_SELECTED EXTRACT_
_ _ _ _ _
Sydney Colson Looking Inside

Colson's personality and competitive spirit benefit Aces locker room

Sydney Colson, Credit: Stephen Gosling
W.G. Ramirez
Jun 16, 2022

LAS VEGAS — Sydney Colson was ready to resume acting classes after finishing the inaugural Athletes Unlimited season.

There was no reason to continue doing them over Zoom and she knew she wanted to continue the pursuit of another dream.

Then, an old friend beckoned.

Friend, as in the former team she used to lead to the court amidst an animated chant that alerted fans they were on their way.

Las Vegas Aces first-year coach Becky Hammon liked what she saw from Colson during the inaugural AU campaign when she finished 14th overall with 11.4 points per game, while also dishing 6.9 assists per contest.

Hammon was confident a 10-year WNBA veteran could come in and provide spark to a team that was pegged as a league favorite before the season began.

“You know what you’re gonna get with her night in and night out,” Hammon said. “She’s consistent in who she is. She’s consistent in how she plays. So we like her grittiness. We like her defense. Most importantly, I know she’s a veteran point guard who I know if we need to put somebody in that can get us into a set, it can kind of be the point man defensively for us as well.”


When asked about Colson’s return, 2020 WNBA MVP A’ja Wilson couldn’t help but reveal an ear-to-ear smile, knowing what the jovial veteran would provide.

“Syd is a great locker room girl,” the three-time WNBA All-Star said. “She’s someone that is just really good at what she does. She’s a pro at what she does. And it’s amazing how she can bring people together with laughter. The things that she says in our locker room, it really just kind of lightens the mood sometimes and you need that.

“But let’s not get it twisted, Syd also belongs here. She shows us every day that she could be at this level.”
_ _ _ _ _
Entries drawn from a collection:
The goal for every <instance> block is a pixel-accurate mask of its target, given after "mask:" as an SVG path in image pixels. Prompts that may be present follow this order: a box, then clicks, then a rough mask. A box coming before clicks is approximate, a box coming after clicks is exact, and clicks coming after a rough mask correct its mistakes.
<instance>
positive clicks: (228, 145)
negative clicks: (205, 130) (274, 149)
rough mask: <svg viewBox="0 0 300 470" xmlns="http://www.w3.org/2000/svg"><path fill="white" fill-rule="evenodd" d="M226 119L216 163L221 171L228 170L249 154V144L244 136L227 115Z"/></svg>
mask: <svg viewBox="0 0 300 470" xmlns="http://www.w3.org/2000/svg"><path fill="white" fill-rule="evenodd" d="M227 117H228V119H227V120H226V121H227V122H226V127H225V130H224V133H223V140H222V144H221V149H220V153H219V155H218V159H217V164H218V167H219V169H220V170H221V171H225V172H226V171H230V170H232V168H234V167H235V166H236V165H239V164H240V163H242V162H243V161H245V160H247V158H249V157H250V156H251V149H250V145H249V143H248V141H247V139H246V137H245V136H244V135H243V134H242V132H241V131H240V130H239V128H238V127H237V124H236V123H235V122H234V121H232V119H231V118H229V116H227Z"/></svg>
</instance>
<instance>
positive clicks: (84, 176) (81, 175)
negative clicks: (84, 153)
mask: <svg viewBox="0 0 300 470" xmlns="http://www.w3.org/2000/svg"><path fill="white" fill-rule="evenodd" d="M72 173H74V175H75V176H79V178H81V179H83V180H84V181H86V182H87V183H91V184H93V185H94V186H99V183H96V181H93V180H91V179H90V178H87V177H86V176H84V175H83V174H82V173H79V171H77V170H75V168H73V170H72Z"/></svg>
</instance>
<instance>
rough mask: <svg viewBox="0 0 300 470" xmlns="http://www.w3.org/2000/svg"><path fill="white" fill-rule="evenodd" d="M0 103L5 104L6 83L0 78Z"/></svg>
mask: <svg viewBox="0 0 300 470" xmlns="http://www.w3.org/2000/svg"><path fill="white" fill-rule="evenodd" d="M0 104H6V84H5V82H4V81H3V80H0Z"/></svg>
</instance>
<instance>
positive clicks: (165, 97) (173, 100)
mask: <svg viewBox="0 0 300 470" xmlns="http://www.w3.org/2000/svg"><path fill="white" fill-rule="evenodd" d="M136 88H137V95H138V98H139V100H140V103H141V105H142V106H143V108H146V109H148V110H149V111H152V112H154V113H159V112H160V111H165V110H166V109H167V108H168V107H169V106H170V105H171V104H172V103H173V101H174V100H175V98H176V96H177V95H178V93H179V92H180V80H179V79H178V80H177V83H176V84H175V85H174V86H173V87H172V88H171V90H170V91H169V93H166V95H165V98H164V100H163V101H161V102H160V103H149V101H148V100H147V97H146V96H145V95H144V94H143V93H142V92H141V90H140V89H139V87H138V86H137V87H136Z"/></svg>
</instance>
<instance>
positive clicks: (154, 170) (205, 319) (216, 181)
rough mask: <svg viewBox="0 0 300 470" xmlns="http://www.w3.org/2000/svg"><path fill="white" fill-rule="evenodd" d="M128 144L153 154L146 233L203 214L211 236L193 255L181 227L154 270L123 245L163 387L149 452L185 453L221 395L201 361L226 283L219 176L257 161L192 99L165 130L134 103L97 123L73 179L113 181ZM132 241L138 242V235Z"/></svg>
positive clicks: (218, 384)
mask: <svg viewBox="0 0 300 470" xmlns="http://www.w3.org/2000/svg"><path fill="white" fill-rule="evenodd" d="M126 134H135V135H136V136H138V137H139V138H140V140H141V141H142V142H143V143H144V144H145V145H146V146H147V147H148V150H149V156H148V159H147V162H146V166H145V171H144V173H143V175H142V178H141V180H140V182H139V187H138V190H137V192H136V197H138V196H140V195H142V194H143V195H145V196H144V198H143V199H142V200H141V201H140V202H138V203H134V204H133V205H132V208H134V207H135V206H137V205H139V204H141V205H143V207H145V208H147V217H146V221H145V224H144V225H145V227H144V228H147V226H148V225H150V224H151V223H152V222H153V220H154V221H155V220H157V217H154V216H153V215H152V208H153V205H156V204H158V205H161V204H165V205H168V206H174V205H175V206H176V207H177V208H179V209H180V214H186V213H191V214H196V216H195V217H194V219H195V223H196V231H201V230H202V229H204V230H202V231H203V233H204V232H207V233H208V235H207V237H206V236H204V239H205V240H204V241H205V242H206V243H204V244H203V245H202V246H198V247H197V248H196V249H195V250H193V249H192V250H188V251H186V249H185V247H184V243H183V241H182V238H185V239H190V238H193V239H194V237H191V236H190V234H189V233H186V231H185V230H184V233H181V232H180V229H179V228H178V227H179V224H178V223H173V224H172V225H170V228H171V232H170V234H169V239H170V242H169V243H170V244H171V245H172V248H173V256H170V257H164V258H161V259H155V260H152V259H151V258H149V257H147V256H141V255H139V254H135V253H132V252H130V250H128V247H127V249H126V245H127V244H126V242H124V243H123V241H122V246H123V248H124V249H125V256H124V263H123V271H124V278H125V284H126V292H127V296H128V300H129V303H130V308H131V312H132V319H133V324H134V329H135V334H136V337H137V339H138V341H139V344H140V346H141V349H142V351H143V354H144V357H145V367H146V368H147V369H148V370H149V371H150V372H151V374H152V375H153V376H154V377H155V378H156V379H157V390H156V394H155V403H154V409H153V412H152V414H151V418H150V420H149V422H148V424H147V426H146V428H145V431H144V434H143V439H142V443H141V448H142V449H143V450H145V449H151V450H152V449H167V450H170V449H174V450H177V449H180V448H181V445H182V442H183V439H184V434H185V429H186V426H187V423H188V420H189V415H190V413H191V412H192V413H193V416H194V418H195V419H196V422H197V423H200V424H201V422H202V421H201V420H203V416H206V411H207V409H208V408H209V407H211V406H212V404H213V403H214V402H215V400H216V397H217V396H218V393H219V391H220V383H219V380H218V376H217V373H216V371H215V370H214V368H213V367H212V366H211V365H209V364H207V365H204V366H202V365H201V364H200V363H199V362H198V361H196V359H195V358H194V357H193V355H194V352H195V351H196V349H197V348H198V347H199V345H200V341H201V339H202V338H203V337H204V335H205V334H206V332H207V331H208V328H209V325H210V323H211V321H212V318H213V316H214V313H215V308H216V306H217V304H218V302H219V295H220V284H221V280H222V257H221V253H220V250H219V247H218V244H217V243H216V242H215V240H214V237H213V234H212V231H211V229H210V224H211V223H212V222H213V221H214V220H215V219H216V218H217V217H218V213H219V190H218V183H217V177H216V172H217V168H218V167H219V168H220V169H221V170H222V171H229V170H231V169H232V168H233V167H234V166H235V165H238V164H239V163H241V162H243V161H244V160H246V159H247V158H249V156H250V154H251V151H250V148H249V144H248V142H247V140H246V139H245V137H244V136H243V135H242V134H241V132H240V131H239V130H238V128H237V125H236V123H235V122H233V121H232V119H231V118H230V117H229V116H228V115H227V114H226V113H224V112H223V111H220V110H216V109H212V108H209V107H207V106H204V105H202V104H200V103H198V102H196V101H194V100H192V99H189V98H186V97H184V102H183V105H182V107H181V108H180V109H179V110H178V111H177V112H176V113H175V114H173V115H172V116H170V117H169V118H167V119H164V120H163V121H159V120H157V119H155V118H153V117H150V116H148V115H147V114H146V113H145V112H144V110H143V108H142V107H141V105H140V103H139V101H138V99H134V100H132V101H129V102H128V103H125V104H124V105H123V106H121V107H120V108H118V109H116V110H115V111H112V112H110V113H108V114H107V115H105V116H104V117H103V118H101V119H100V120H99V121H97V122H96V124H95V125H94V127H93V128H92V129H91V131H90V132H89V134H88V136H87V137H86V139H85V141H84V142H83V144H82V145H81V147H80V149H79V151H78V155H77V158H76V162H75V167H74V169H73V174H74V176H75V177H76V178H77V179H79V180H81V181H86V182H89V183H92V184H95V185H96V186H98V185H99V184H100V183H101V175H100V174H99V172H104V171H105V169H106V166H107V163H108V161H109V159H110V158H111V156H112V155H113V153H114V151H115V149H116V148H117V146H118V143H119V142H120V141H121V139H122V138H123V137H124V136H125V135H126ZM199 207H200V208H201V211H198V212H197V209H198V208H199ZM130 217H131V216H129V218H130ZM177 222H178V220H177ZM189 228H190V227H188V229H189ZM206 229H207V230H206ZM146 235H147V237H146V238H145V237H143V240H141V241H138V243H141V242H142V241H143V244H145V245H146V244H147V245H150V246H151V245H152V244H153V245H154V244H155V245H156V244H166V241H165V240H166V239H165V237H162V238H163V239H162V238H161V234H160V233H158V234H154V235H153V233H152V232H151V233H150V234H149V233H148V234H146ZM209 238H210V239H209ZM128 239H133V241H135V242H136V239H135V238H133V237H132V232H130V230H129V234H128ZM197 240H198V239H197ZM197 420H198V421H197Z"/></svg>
_ _ _ _ _
_WHAT TO DO_
Continue the article on Sydney Colson's return to the Las Vegas Aces from the point where it stops.

_TASK OUTPUT_
Chelsea Gray has played in the WNBA since 2015, she won a title in 2016, and she’s a four-time All-Star. She knows the type of player and character that brings success to a team.

“I’m a big firm believer that championships sometimes are won in the locker room,” Gray said. “And sometimes you lose a championship because the locker room isn’t strong. If you have somebody like Sydney, sometimes that locker room person is the difference in winning a championship and not. I’ve been on both sides of that. And I think it’s a huge piece of our puzzle.”

Gray said the combination of Colson’s personality and competitive nature is a benefit from the top of the roster to the rookies on the team.

Gray said that as much as she keeps the mood light in the locker room, Colson pushes players in practice as if she were the starting point guard, forcing their hands during rotations, making unconscious calls and staying vocal with encouragement.

“She doesn’t get in the game, but we know what she’s capable of and she’s on this team for a reason,” Gray added. “She just makes everybody laugh and enjoy coming to work every day. It’s a grind during the season … but we have fun with it and she’s a big part of why.”

And Hammon knew it and was confident about it since Colson re-signed with the team on March 2.

“She’s a big part of the heart of the team,” Hammon said. “To her credit, I know I cannot play her for two, three games, and when I put her in there, she’ll be solid enough. So that’s a skill set as a pro. That’s why she’s here. The whole entire locker room just loves her. That’s who she is, and we appreciate all the energy that she puts in, and also into her teammates.”

She's a big part of the heart of the team... We appreciate all the energy that she puts in, and also into her teammates.
Becky Hammon,
Las Vegas Aces Head Coach


As boisterous as she can be, Colson is equally low-key and doesn’t need to hear about herself.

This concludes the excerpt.